**Activity:**
Copy each record exactly as it reads, leaving out any pictures it holds.

**Given information:**
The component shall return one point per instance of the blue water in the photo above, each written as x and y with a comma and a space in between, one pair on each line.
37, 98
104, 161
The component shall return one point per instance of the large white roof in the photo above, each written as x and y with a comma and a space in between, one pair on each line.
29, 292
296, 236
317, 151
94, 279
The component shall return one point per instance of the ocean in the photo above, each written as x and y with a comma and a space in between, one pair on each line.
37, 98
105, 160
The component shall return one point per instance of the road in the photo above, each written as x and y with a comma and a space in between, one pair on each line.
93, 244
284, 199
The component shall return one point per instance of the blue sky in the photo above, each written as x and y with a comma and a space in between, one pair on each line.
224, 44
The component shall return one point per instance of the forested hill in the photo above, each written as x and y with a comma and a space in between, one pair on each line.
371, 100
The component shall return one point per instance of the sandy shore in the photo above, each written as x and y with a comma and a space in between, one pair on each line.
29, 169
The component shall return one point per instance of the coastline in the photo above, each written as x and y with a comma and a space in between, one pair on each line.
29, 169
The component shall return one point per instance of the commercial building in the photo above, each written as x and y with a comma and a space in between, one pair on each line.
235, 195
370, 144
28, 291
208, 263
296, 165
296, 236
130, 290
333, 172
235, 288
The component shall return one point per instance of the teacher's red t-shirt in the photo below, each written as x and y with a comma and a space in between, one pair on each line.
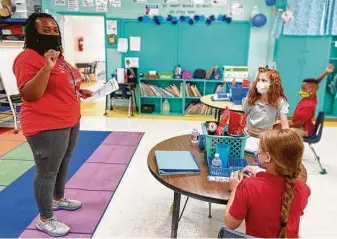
59, 107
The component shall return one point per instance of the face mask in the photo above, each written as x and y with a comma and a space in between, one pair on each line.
48, 42
256, 160
304, 94
262, 87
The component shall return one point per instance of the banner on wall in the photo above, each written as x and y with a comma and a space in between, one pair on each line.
219, 2
151, 10
115, 3
60, 2
88, 3
101, 6
198, 1
73, 5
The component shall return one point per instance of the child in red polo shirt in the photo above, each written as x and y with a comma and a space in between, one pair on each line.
271, 202
306, 108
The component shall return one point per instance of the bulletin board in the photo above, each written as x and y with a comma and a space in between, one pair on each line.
197, 46
158, 45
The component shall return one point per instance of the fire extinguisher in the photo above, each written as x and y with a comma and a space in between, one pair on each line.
80, 44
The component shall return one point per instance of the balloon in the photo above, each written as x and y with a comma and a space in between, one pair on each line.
259, 20
281, 4
270, 3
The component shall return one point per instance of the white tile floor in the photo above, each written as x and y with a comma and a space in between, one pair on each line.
140, 206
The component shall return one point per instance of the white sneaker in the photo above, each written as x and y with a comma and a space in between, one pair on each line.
66, 204
53, 227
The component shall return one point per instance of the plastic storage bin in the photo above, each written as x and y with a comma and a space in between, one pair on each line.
236, 143
223, 151
234, 164
238, 93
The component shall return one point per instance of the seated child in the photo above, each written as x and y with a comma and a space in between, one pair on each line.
266, 102
270, 202
306, 108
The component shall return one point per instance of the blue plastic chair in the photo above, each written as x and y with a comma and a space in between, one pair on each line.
228, 233
316, 137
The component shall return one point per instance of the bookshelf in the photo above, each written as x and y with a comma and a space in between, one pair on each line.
178, 105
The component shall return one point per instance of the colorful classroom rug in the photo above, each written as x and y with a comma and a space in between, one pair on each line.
96, 168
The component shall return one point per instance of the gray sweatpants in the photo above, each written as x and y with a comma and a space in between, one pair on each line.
52, 150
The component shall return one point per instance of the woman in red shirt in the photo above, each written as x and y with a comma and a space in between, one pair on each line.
271, 202
50, 116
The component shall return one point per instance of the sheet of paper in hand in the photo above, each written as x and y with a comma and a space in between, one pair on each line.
108, 88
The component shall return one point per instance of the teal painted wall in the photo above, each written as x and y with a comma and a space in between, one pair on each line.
261, 41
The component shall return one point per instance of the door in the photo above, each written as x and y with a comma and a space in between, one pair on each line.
316, 58
289, 61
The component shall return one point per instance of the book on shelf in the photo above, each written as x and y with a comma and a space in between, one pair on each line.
192, 90
198, 109
153, 90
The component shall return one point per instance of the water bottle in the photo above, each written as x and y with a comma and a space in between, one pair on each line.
216, 161
195, 136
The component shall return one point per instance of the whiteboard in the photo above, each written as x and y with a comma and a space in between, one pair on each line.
7, 57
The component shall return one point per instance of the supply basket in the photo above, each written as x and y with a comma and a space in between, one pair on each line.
236, 143
234, 164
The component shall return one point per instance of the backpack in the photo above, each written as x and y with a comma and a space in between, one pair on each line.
199, 74
186, 74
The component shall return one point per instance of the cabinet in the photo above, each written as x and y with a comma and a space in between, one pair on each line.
298, 58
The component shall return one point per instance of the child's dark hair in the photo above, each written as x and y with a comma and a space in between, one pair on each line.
31, 33
311, 80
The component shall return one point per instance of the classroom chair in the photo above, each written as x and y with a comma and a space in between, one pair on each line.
228, 233
126, 91
316, 137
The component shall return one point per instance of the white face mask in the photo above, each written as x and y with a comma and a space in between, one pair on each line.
262, 87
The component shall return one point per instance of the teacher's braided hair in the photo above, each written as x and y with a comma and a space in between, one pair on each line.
285, 148
31, 33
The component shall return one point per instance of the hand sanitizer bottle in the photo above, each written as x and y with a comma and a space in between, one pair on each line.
166, 107
216, 161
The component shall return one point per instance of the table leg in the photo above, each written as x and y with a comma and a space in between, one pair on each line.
175, 214
209, 210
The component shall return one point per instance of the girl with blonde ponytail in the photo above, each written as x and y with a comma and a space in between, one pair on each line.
270, 202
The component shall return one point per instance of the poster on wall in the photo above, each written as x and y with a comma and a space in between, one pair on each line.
123, 45
131, 62
236, 9
111, 30
135, 43
73, 5
219, 2
101, 6
59, 2
115, 3
152, 10
88, 3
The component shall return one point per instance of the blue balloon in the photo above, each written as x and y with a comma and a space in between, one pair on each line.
259, 20
146, 18
270, 3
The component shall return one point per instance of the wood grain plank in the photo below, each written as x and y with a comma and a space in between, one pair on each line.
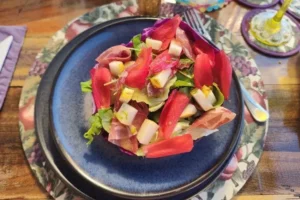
277, 174
266, 197
16, 178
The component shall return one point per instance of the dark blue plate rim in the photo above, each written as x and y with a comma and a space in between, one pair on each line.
63, 55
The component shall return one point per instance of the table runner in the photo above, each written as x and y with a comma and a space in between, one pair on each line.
250, 147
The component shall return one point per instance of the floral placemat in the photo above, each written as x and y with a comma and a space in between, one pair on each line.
205, 5
259, 3
294, 8
290, 48
249, 150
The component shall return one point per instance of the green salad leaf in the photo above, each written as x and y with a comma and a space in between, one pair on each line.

**Response to this task:**
The component shall return one point per instance of the blue water in the photo above, each written as x and y with a comma and a space in between, one pair on each line.
37, 98
104, 161
The component shall return one point per instance of the large white roof in the photo above, each written as x and y with a comma and a space in between, one pair on each line.
29, 292
296, 236
317, 151
94, 279
The component shall return one point per instance of the ocean in the photo above, each written as x and y with a comma and a space in between, one pair on each line.
37, 98
105, 160
The component shall return one point per instance of the road in the photo above, each written as x and y with a comma and a space in between, one pair on each line.
93, 244
284, 199
The component shall return one point per instance of the blue sky in the photo above, each written as x and y with a comma and a space in between, one pair on each line.
224, 44
The component shall return one point per instance of the forested hill in the photo above, each written as x and y with a comma and a space in between, one pair on each line.
371, 100
The component shall return one point per instance of the sandy shore in the photo above, each written as x and y with a comma and a space in between, one pair on each line.
29, 169
The component shall return one point per instance of the coastline in the photo above, each written as x and y with a comma and a space in between, one pair on each line.
29, 169
The component shall return one point per instance of the commercial building in the photo above, each written as x and y with a comma and a space in between, one pair on each line.
235, 195
370, 144
28, 291
208, 263
296, 165
296, 236
130, 290
333, 172
235, 288
The component shall return one point per instance of the teacher's red t-shirt in the photo below, each written as x and y with a comma and a space in between, one pair on each line.
59, 107
The component shall return one point per instance of the face mask in the photo above, each written as x and y with a comma and a space in between, one pair on each line.
48, 42
256, 160
304, 94
262, 87
The component shall return one point per instance of the banner on wall in the photo above, each written as x and y with a comma and a space in between, one pair on each line.
219, 2
151, 10
115, 3
60, 2
88, 3
101, 6
198, 1
73, 5
The component shall return one point per instance of the child in red polo shirt in the photo above, each written as x and y with a comma and a space in between, one pair on each line.
271, 202
306, 108
The component shall return one point per instance of the bulletin board in the photo above, each written as x and y with a comma and a space in between, one pair on each line.
197, 46
158, 45
The component shall return one point per instance of the fire extinguisher in the photo above, each written as x and y with a comma and a space in between, one pair on each line.
80, 44
The component shall return one point per instance of the balloon in the photo above, each written as x and y with a comma and a space in between, one pair on each line.
259, 20
281, 4
270, 3
The component shall return one point per instance of the white tile floor in the photo above, each written as x and y with a comma and a space in between, one pair on each line.
140, 206
The component shall return one point per instance of the white sneaker in the photo above, each written as x and y with a comma and a space in between, one pair on each line.
66, 204
53, 227
The component shall return one point per instance of the plastic storage bin in the photo above, each written as x and y with a comma and a space in between, one pair on each line.
236, 143
223, 151
234, 164
238, 93
The component shall return one point per instance of the seated child in the photo above, each written as x and y with a comma and a space in between, one pair on each line.
266, 102
270, 202
306, 108
The component shall return one point per instance of the blue plastic chair in the photo above, each written as x and y with a comma and a space in between, one pair on each line.
228, 233
316, 137
The component shall return one point per instance of the bookshelf in the photo above, each written as x and y with a comma and a space in between, one pair on each line.
178, 105
The component shall return one point per instance of the colorful classroom rug in the photo above, each written as x and y with a comma and a space in between, one pair on each line.
96, 168
The component shall return one point per instance of the gray sweatpants in the photo above, each written as x and y with a comma and a space in between, one pair on each line.
52, 150
The component shall return one point per instance of the woman in red shirt in the photo above, each written as x and y with a comma and a space in between, one pair on each line.
271, 202
50, 116
The component shall return one point per instance of the sheet of paper in hand in the photo above, each written as x and y with a comma and a space in between, one pair on each line.
108, 88
The component shall return one point per instance of the teal painted wall in the photo above, each written as x and y with a comma and a space in between, one pair on each line.
261, 41
The component shall return one point per instance of the door in the photo above, each written as x and y with a comma and a space in between, one pair on each line.
316, 58
289, 61
The component shall return one point per instance of the book on shelf in the photo above, each written as x and y with a comma and a space in between, one pair on each line.
192, 90
198, 109
153, 90
The component shall return one point per instance of the water bottle in the photo above, each written as x and y with a comma and a space in between, one pair on each line.
216, 161
195, 136
The component shall return one point per instance of the whiteboard in the photo above, each written as x and y with a comma and a space in between, one pair on each line.
7, 57
The component shall return one point per instance of the supply basket in the photo above, each written as x and y with a comma and a space in between, one pair on each line.
236, 143
234, 164
The component shall return one point per instance of the backpack in the photo above, each written as x and y with a comma and a space in between, one pair on each line.
199, 74
186, 74
The component shall return one point per instance of the cabinet in the photo above, each written as x and y with a comma and a space in between, one pair on each line.
298, 58
The component shall return one point per instance of the child's dark hair in the photo above, each written as x and y with a comma and a space in between, one pair on each line.
31, 33
311, 80
The component shall return one point per instance of the classroom chair in the photo above, each written as x and y with a comma and a space in between, one pair on each line.
228, 233
126, 91
316, 137
The component shall return one point per instance of the white face mask in the photo above, each written as x and y with a comma and a space in between, one pair on each line.
262, 87
The component shall return one point per instance of the teacher's braided hair in the photo above, each written as x and y with a comma and a space in between, one pair on each line.
285, 148
31, 33
The component shall return one point per instance of the hand sanitizer bottle in the photo above, each written as x and y with a comma and a space in between, one pair on each line.
166, 107
216, 161
The component shall return one point per instance of the table leg in the photo above, each written as x and y with a comma and a space in between, one pair on each line.
175, 214
209, 210
The component shall return one point per instance of the girl with blonde ponytail in the photo above, each written as x and y with a comma and a space in between, one pair on each line.
270, 202
The component shall return one point per instance of the poster on wall in the photo above, each written as x and y with a comma and a space in between, one pair on each line.
123, 45
131, 62
236, 9
111, 30
135, 43
73, 5
219, 2
101, 6
59, 2
115, 3
152, 10
88, 3
The component shall return one point per instance of the blue balloon in the photo above, each written as x and y with a comma and a space in between, one pair on each line.
259, 20
146, 18
270, 3
The component shall return one point per instance of the wood grain plank in the photo below, each written as x and y with a comma and a space in between, one pair on each line.
277, 174
266, 197
16, 178
The component shall return one point per instance of the dark blue plate rim in the photo above, each written as x and y with a comma and a space in between, one pair on each line.
63, 55
The component shall return one point per instance of the table runner in the photo above, each written as x and y with a comma and a space in between, one pair on each line.
250, 147
The component shall return one point per instance of the floral placemat in the photo above, each written as x and y with a comma and a space in between, one pair on each line.
205, 5
259, 3
294, 8
290, 48
249, 150
The component shall return one point per instance of the green salad leaf in the photo above, each written as x and y with a comma and a space in between, one pair on each line.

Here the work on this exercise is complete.